─── Exercise materials

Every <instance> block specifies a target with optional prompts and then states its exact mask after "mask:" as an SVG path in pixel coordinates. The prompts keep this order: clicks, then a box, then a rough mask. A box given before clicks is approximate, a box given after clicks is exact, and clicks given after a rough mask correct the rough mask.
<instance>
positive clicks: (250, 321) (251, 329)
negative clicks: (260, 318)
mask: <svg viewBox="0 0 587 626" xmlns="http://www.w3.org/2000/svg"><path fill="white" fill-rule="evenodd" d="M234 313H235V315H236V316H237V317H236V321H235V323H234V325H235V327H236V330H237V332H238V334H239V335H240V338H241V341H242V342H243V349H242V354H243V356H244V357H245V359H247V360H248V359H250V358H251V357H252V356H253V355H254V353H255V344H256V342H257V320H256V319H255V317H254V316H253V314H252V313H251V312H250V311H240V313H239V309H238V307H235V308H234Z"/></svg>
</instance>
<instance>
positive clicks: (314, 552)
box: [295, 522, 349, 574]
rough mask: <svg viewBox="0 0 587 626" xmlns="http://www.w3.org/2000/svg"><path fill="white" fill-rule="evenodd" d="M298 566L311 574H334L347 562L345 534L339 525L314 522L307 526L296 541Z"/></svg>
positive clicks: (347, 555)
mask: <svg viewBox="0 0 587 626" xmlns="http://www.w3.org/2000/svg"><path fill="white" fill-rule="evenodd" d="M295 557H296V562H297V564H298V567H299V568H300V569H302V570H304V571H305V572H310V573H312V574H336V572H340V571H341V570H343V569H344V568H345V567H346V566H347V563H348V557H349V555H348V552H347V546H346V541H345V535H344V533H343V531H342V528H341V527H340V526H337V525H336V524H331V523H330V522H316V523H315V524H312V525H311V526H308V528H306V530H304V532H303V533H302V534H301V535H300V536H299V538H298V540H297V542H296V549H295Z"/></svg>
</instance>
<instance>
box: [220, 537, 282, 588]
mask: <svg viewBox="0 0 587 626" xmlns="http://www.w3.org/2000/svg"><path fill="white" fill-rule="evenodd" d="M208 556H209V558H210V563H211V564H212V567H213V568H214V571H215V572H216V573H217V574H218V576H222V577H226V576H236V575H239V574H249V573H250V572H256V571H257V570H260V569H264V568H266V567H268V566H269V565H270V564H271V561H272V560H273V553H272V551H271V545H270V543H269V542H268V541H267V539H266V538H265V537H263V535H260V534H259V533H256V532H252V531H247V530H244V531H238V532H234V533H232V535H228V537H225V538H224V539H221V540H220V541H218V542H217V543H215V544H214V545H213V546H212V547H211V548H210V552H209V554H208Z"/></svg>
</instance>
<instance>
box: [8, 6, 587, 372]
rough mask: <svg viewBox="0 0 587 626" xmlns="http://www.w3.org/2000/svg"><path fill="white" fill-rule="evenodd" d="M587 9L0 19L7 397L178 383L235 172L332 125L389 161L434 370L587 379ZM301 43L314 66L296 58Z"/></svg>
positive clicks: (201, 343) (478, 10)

──────

■ **Goal of the exercise**: Pull out each line of the material that contains the string "positive".

■ **Output for this exercise**:
positive clicks: (250, 321) (251, 329)
positive clicks: (314, 552)
positive clicks: (347, 555)
positive clicks: (201, 343) (478, 10)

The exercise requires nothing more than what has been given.